- **GOAL OF THE EXERCISE**: Convert every line of the records below into a numbered list, leaving out the blank lines.

- **GIVEN RECORDS**:

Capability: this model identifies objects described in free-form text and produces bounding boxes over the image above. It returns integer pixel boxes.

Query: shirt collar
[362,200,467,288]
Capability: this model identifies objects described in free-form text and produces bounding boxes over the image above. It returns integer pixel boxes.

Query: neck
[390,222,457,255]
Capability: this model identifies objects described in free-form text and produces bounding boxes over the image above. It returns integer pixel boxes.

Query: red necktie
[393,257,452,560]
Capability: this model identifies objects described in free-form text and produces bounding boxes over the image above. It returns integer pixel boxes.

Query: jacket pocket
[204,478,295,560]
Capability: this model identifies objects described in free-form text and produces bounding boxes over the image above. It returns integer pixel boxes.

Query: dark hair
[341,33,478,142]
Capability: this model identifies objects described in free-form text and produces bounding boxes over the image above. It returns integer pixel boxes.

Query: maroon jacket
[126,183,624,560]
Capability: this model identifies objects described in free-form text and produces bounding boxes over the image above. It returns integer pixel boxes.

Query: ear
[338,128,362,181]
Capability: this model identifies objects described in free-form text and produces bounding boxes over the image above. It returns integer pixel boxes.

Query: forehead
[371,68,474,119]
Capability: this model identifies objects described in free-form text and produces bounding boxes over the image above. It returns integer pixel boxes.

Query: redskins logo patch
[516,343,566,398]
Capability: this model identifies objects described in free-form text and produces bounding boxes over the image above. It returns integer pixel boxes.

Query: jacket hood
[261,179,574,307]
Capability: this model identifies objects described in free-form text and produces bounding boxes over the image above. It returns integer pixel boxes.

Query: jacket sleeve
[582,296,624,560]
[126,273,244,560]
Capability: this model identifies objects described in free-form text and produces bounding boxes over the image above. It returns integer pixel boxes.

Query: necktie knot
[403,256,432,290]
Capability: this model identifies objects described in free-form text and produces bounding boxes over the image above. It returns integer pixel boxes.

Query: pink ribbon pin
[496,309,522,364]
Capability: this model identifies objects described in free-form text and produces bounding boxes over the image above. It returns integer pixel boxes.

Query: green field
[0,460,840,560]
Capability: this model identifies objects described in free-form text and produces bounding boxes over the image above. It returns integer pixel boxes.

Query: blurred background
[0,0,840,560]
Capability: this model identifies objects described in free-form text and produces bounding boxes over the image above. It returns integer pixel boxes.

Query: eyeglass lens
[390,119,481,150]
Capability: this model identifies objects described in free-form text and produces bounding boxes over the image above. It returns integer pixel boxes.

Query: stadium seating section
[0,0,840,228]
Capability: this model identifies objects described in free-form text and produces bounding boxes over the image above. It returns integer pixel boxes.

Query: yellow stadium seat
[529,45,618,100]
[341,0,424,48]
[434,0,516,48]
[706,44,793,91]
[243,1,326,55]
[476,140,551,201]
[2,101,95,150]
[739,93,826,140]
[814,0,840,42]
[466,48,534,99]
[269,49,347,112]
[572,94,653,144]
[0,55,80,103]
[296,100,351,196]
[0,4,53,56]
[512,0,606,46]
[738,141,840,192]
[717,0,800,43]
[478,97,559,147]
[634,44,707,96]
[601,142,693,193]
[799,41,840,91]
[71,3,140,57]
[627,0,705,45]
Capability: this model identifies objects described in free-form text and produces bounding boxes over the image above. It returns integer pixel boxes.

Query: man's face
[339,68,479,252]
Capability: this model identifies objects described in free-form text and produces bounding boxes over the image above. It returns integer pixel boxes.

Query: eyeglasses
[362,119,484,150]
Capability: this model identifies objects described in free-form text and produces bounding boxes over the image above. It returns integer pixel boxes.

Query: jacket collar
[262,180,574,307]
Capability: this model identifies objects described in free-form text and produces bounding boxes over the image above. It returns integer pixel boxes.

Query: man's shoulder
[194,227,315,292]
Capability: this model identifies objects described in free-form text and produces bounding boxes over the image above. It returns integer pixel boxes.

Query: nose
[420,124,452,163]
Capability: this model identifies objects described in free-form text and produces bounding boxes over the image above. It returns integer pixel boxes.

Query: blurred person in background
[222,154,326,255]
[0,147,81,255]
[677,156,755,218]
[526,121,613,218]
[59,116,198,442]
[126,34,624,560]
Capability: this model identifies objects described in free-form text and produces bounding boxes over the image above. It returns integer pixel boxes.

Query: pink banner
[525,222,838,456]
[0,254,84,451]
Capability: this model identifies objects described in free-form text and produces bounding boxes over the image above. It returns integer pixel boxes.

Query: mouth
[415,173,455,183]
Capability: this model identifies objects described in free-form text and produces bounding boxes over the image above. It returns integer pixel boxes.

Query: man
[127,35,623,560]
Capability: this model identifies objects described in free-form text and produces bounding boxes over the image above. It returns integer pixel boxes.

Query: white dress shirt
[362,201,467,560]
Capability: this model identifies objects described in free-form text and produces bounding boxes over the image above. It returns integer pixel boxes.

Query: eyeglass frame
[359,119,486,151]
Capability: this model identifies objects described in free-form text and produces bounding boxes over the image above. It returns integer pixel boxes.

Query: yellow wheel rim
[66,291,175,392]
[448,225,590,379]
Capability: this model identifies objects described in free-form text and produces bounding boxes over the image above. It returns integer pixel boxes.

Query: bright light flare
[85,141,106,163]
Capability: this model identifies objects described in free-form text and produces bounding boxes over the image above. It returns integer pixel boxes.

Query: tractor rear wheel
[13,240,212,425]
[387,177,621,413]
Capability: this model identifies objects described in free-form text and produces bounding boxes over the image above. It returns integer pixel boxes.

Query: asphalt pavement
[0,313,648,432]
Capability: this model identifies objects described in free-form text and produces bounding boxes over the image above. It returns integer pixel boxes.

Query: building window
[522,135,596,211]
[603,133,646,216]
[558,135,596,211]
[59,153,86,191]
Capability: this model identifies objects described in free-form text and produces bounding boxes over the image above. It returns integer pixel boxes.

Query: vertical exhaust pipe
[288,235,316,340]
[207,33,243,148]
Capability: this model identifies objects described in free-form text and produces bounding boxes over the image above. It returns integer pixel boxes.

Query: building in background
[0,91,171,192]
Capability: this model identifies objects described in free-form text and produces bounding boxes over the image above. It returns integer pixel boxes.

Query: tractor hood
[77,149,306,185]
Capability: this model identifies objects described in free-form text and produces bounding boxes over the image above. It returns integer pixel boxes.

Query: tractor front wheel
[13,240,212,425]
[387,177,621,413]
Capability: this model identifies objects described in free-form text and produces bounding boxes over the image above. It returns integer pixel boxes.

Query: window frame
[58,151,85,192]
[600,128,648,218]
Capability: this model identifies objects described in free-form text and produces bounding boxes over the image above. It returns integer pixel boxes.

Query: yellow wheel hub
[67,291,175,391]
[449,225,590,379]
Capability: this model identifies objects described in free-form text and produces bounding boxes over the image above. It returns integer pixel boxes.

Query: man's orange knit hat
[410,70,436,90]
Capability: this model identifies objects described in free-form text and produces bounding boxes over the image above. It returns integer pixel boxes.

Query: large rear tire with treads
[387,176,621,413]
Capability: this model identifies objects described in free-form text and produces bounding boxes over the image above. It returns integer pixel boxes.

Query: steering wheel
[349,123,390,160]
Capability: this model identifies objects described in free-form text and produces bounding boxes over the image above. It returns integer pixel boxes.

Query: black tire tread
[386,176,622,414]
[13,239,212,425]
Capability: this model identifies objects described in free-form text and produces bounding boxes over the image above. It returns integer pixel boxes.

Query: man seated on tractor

- **ANSWER TO THIS EXERCISE**:
1. Capability: this model identifies objects described in free-form text and produces bounding boxes over the image above. It returns integer pixel boxes.
2. Query: shirt collar
3. [362,200,467,288]
4. Capability: this model identifies objects described in free-form text and produces bounding boxes over the image above. It returns integer pixel boxes.
5. Query: neck
6. [390,222,457,255]
7. Capability: this model identifies objects described in free-form text and produces bounding boxes over the image above. It returns integer pixel boxes.
8. Query: red necktie
9. [393,257,452,560]
10. Capability: this model identifies objects described in free-form text and produces bounding boxes over the image above. It returns integer pixel boxes.
11. Query: jacket pocket
12. [204,478,295,560]
13. Capability: this model identifies objects described in free-form text and produces bounding boxes over the image above. It returns integer pixel boxes.
14. Query: dark hair
15. [341,33,478,142]
16. Capability: this model identifies objects described in free-form text and produces bounding boxes over the image above. It returns integer pixel boxes.
17. Query: maroon jacket
18. [126,183,624,560]
19. Capability: this model identifies objects described in free-form text and produces bounding boxes over the image above. It returns integer pixel boxes.
20. Query: ear
21. [338,128,362,181]
22. Capability: this model identifies objects described in free-form text and produces bounding boxes over the image above. It returns integer pixel boxes.
23. Query: forehead
24. [371,68,474,119]
25. Capability: this model identifies objects described in free-form text and produces bounding boxes over the image above. It returns integer pixel boxes.
26. Query: redskins logo patch
27. [516,343,566,398]
28. Capability: this model identifies objects described in free-form text and produces bounding boxes over the image above. It returns integer pixel boxes.
29. Query: jacket hood
30. [261,179,574,307]
31. Capability: this model identifies objects described in free-form text and produces bounding boxes over the image above. It returns integer pixel boxes.
32. Query: jacket sleeve
33. [582,296,624,560]
34. [126,273,244,560]
35. Capability: this model identifies objects described in free-form text and produces bounding boxes over the image above. It returns integer pixel boxes.
36. Query: necktie knot
37. [403,256,432,290]
38. Capability: this model identifies objects described in free-form text and produces bounding boxes over the image above. It returns integer pixel boxes.
39. Query: pink ribbon pin
40. [496,309,522,364]
41. Capability: this model identifies objects described in free-form text and produces bounding boxes over the image above. It returns integer pixel boxes.
42. Query: green field
43. [0,460,840,560]
44. Capability: this model identifies objects described in free-form text and produces bounding boxes over the image above. It returns integer pixel boxes.
45. Query: blurred background
46. [0,0,840,560]
47. Capability: this model identifies objects described in free-form text and produces bounding boxes over the image above. It returns integer pixel boxes.
48. Query: eyeglass lens
49. [390,119,481,150]
50. Capability: this model identifies objects described in free-form text and produces bounding boxes over the image above. It returns integer pixel boxes.
51. Query: stadium seating section
52. [0,0,840,228]
53. Capability: this model identifies objects described in free-form text and produces bounding boxes over the image above. It returns integer pixel boxes.
54. Query: yellow stadium seat
55. [529,45,618,100]
56. [341,0,424,48]
57. [434,0,516,48]
58. [706,44,793,91]
59. [243,1,326,55]
60. [476,140,551,201]
61. [2,101,95,150]
62. [739,93,826,140]
63. [814,0,840,42]
64. [466,48,534,99]
65. [269,49,347,112]
66. [572,94,653,144]
67. [0,55,80,103]
68. [296,100,351,196]
69. [0,4,53,56]
70. [512,0,606,46]
71. [738,141,840,192]
72. [717,0,800,43]
73. [478,97,559,147]
74. [634,44,707,96]
75. [601,142,693,193]
76. [799,41,840,91]
77. [71,3,140,57]
78. [627,0,705,45]
79. Capability: this model identifies objects described in free-form text and produces bounding boxes over the image above. It returns integer pixel boxes.
80. Query: man's face
81. [339,68,479,252]
82. Capability: this model identifies objects described in free-form text and produces bounding boxes over the image above. It returns integer pixel boxes.
83. Query: eyeglasses
84. [362,119,484,150]
85. Capability: this model identifies objects described in free-form text and produces bounding boxes over the image above. It returns integer pixel boxes.
86. Query: jacket collar
87. [262,180,574,307]
88. Capability: this model identifies objects described in free-form text and produces bounding boxes over the image above. It returns integer pixel boxes.
89. Query: man's shoulder
90. [194,227,315,292]
91. Capability: this model identifies objects described in free-form text and produces bounding boxes over the image above. It returns integer pixel boxes.
92. Query: nose
93. [420,124,452,163]
94. Capability: this model identifies objects described in free-form text and produces bounding boxes over the image above. It returns integer pixel boxes.
95. Query: blurred person in background
96. [222,154,326,255]
97. [0,147,81,255]
98. [677,156,755,218]
99. [526,121,613,218]
100. [59,116,198,442]
101. [126,34,624,560]
102. Capability: this model identifies objects described in free-form text and produces bounding boxes over the image above. It returns integer pixel boxes.
103. Query: pink banner
104. [525,222,838,456]
105. [0,254,84,451]
106. Capability: this model identifies objects described in free-form text and produces bounding boxes over the image above. It returns integer pixel boxes.
107. Query: mouth
108. [415,173,455,183]
109. Capability: this model identifies objects described in free-form text and produces bounding boxes over the image above. It returns integer pixel boxes.
110. Query: man
111. [127,35,623,560]
112. Capability: this model identifies objects described in free-form text and produces bounding boxes over the image above. It returns integer pixel boxes.
113. Query: white dress shirt
114. [362,201,467,560]
115. Capability: this model identifies objects described in free-form text and produces bounding boxes over the image above. It returns integer pixel boxes.
116. Query: eyeglass frame
117. [359,119,486,151]
118. Capability: this model identifies objects described in free-form text and produces bounding boxes over the image above. It returns integer pixel boxes.
119. Query: yellow wheel rim
120. [66,291,175,392]
121. [448,225,590,379]
122. Capability: this model identifies objects described in free-form text and produces bounding boxes over the image above. It returns integer pixel boxes.
123. Query: bright light flare
124. [85,141,106,163]
125. Capability: this model identifies objects described in free-form text and produces bounding boxes over the image above. It returns integer pixel boxes.
126. Query: tractor rear wheel
127. [13,240,212,425]
128. [387,177,621,413]
129. Capability: this model identifies objects described in free-form text and produces bounding boxes over the image above. It returns integer pixel boxes.
130. Query: asphalt pavement
131. [0,313,648,432]
132. Capability: this model identifies objects described in free-form text and produces bounding boxes over the image above. It returns integer pixel boxes.
133. Query: building window
134. [522,135,596,211]
135. [603,133,646,216]
136. [558,135,596,211]
137. [59,153,86,191]
138. Capability: this model identifies objects described in free-form text and produces bounding boxes over the image above. It returns integer pixel boxes.
139. Query: vertical exhaust pipe
140. [288,235,316,340]
141. [207,33,243,148]
142. Capability: this model identifies objects described in free-form text and produces bounding boxes over the image above. It returns integer pixel boxes.
143. Query: building in background
144. [0,91,171,192]
145. Capability: this model identifies objects described in free-form text and produces bounding boxes over the image above. It returns integer pixel boxes.
146. Query: tractor hood
147. [77,149,306,185]
148. Capability: this model identifies objects described in free-form text and produces bounding boxes over the image above. It returns integer pixel boxes.
149. Query: tractor front wheel
150. [13,240,212,425]
151. [387,177,621,413]
152. Capability: this model identifies objects described in free-form text and produces bounding boxes over the image above. It returns integer pixel boxes.
153. Query: window frame
154. [58,151,85,192]
155. [600,128,648,218]
156. Capability: this model identifies objects described in free-form text and produces bounding boxes over the image above. It returns integer pixel boxes.
157. Query: yellow wheel hub
158. [67,291,175,391]
159. [449,225,590,379]
160. Capability: this model identifies objects described in free-form text and produces bounding boxes over the image above. It returns integer pixel boxes.
161. Query: man's orange knit hat
162. [410,70,436,90]
163. Capability: this model identifies objects described in free-form text and produces bounding boxes over the image above. It returns integer pixel boxes.
164. Query: large rear tire with treads
165. [387,176,621,413]
166. Capability: this model identifies objects described in free-form text and produces bounding boxes over the image above. It returns integer pixel boxes.
167. Query: steering wheel
168. [349,123,390,160]
169. Capability: this model identifies objects described in free-form text and produces bounding boxes over the image above. It returns integer pixel boxes.
170. Query: black tire tread
171. [386,176,622,414]
172. [13,239,212,425]
173. Capability: this model identifies objects described in free-form text and produces bounding boxes over the image above. It returns integer pixel boxes.
174. Query: man seated on tractor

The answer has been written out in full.